#### [Requirement]
Retype the passage of the L2 Chinese lexical network study below from "Limitations" up to and including "in other languages.".

#### [Selected extract]
--------

Findings address all research questions. RQ1: L2 Chinese lexical networks are complex networks—each sub-corpus exhibits small-worldness (S>1) and scale-free degree distributions. RQ2: Lexical network parameters effectively distinguish proficiency levels, producing clear hierarchical clusters by Beginner, Intermediate, Advanced, and Native. The most informative parameters (by information gain) are n, m, ND, and C, indicating that both global network expansion and local connectivity patterns capture developmental differences. RQ3: Compared to traditional lexical complexity metrics, network parameters better differentiate intermediate and advanced learners and approximate native usage, suggesting that word association structures (beyond frequency counts) capture deeper properties of interlanguage. While lexical diversity measures like Guiraud and TTR-bigram remain strong predictors, other traditional indices (e.g., LD, HL, U) are less informative for mid-to-high proficiency distinctions. The results support a CDST view where lexical development reflects reorganization in word association networks: as proficiency increases, the lexicon grows, hubs weaken, local density and clustering decrease given corpus-size constraints, and paths lengthen modestly—indicating a broader, sparser yet more articulated network. The network approach appears less sensitive to learners’ L1 background than traditional indices at higher levels. The study advocates integrating lexical frequency and network features within CDST. It also highlights the promise of multilayer network models to jointly capture interactions among linguistic units and social actors (e.g., alignment/priming in dialogue), potentially extending to human–AI interactions in language learning.

Conclusion

The study introduces a bigram-based lexical network methodology for assessing L2 Chinese development and demonstrates that L2 lexical networks are complex (small-world and scale-free). Network parameters reliably classify proficiency levels and outperform traditional lexical complexity indices for distinguishing intermediate and advanced learners, with network size, edges, density, and clustering coefficient as especially informative features. Traditional diversity measures (Guiraud, TTR-bigram) remain valuable, but frequency-based sophistication and density measures are less discriminative in mid-to-high proficiency. The work recommends combining lexical frequency and network features within CDST for a fuller understanding of lexical development. Future research should expand multi-layer network approaches to integrate linguistic structures with interactional and social dimensions, offering deeper insight into mechanisms such as alignment and the role of AI-supported learning.

Limitations

The authors note that corpus size can significantly influence observed network parameter patterns. Although each sub-corpus was controlled to ~10,000 Chinese characters for comparability, network expansion with proficiency can make local neighborhoods relatively sparse, reducing local density and clustering—an effect likely driven by the limited corpus size analyzed. Additionally, analyses are confined to written narrative texts and bigram co-occurrences; while segmentation was applied, Chinese words are not lemmatized as in inflecting languages, which may affect comparability with lemmatized examples in other languages.

--------

Saved entries:
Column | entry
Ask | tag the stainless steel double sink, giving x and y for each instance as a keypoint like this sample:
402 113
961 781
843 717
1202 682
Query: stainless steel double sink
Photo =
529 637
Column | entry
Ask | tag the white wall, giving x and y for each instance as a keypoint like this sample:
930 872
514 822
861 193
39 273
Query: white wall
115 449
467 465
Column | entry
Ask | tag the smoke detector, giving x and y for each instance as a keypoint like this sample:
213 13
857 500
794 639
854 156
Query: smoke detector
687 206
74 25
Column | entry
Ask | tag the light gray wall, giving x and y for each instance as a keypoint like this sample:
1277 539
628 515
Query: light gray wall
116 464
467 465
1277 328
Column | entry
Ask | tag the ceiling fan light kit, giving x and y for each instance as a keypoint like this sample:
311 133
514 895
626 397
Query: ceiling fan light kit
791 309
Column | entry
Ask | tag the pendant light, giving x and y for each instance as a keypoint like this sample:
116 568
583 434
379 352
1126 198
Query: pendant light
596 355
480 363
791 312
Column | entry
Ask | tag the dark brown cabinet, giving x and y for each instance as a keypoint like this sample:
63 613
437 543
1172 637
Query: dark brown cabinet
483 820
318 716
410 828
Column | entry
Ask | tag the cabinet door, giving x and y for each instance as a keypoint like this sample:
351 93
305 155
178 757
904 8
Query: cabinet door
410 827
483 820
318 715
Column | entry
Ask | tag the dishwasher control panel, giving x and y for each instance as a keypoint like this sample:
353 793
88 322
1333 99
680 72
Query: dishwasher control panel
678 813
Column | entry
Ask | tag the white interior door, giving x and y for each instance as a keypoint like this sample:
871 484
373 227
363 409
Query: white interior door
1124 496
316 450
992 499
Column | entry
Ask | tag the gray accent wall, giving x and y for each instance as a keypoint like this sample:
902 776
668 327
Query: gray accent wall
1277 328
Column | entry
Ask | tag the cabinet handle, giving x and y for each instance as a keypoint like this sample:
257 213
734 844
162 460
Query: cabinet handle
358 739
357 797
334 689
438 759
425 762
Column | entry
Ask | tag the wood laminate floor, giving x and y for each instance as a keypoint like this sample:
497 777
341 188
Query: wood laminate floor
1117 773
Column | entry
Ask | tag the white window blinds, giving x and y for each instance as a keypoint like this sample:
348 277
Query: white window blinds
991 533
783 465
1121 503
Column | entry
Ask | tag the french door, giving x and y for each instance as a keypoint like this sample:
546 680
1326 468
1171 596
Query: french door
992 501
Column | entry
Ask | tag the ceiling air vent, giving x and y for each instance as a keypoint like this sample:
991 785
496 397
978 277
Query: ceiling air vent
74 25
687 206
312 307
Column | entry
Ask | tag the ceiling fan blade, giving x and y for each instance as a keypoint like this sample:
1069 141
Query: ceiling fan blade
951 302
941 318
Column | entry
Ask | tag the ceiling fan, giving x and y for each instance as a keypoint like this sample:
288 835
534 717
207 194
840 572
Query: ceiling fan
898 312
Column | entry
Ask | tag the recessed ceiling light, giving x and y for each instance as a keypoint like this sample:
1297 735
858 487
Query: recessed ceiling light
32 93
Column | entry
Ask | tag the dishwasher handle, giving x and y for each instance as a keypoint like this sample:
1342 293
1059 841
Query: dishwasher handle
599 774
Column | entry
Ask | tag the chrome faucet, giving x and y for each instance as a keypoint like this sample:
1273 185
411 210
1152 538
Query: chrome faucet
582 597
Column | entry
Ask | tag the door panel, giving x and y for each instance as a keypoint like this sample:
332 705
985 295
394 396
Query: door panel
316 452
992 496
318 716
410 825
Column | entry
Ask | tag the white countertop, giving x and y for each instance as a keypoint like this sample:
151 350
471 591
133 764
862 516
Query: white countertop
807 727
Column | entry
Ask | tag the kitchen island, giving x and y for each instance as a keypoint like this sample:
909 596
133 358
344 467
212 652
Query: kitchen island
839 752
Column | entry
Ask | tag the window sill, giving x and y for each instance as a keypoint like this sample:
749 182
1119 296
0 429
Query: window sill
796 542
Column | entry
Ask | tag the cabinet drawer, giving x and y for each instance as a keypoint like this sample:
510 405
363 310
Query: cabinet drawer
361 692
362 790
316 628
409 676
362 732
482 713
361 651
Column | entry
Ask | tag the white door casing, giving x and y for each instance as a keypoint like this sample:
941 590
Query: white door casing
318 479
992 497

--------

#### [Finished answer]
Limitations

The authors note that corpus size can significantly influence observed network parameter patterns. Although each sub-corpus was controlled to ~10,000 Chinese characters for comparability, network expansion with proficiency can make local neighborhoods relatively sparse, reducing local density and clustering—an effect likely driven by the limited corpus size analyzed. Additionally, analyses are confined to written narrative texts and bigram co-occurrences; while segmentation was applied, Chinese words are not lemmatized as in inflecting languages, which may affect comparability with lemmatized examples in other languages.